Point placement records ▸
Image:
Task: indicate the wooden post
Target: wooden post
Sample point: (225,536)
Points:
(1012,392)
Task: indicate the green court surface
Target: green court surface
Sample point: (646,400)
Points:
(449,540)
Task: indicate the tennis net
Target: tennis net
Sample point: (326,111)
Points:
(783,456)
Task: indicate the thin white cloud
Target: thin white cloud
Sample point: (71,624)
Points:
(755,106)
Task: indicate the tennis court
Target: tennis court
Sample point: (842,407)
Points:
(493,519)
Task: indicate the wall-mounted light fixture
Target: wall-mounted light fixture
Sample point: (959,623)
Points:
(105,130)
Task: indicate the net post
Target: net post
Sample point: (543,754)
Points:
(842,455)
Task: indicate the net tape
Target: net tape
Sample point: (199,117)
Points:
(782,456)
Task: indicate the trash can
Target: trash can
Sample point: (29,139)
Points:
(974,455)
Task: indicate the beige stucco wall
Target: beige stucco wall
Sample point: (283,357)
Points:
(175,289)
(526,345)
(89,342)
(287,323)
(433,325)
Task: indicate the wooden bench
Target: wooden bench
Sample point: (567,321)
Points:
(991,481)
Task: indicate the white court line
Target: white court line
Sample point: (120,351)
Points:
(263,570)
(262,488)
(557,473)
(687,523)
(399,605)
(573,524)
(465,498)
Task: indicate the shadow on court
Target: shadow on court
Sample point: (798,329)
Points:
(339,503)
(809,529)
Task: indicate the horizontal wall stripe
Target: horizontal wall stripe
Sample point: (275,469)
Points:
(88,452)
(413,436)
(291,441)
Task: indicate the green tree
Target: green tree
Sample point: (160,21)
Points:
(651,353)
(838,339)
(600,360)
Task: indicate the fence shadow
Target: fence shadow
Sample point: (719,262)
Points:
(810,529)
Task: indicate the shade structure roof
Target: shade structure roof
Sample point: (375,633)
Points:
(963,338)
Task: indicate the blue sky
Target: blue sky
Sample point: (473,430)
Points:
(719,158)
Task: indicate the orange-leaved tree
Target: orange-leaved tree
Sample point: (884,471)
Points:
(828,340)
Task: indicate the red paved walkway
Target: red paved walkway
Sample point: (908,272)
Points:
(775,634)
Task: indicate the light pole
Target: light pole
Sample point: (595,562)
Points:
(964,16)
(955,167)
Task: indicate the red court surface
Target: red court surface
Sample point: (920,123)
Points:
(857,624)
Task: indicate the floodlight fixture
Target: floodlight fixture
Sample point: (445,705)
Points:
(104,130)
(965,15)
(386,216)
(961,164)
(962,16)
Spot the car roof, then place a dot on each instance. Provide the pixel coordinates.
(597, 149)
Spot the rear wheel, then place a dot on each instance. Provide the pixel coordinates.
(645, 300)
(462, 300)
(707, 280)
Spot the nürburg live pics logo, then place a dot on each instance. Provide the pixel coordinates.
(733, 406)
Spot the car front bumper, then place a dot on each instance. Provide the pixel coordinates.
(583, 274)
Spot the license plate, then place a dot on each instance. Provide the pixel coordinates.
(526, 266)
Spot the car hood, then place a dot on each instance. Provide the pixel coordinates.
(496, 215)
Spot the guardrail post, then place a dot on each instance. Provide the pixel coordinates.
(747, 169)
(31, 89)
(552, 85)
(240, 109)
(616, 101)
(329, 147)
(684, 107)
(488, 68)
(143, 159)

Aim ▸
Reproduce word for word everything from the line containing "Spot the car roof, then" down to the end of the data above, both ends included.

The result ▸
Spot the car roof, then place a dot on each instance. Provide the pixel coordinates.
(597, 149)
Spot the rear wheel, then place a dot on each instance. Provide the pixel coordinates.
(645, 300)
(462, 300)
(707, 280)
Spot the nürburg live pics logo, then place a dot on each instance. Provide the pixel coordinates.
(733, 406)
Spot the car front bumper, then place a dot on each instance. Provide the pixel coordinates.
(583, 274)
Spot the license plate, then place a dot on each instance. Provide the pixel coordinates.
(526, 266)
Spot the car hood, then place a dot on each instance. Provide the pixel coordinates.
(496, 215)
Spot the guardrail post, then place a dot on each instance. Provide the pixel coordinates.
(747, 169)
(31, 89)
(552, 85)
(240, 109)
(616, 101)
(329, 147)
(684, 107)
(488, 68)
(143, 159)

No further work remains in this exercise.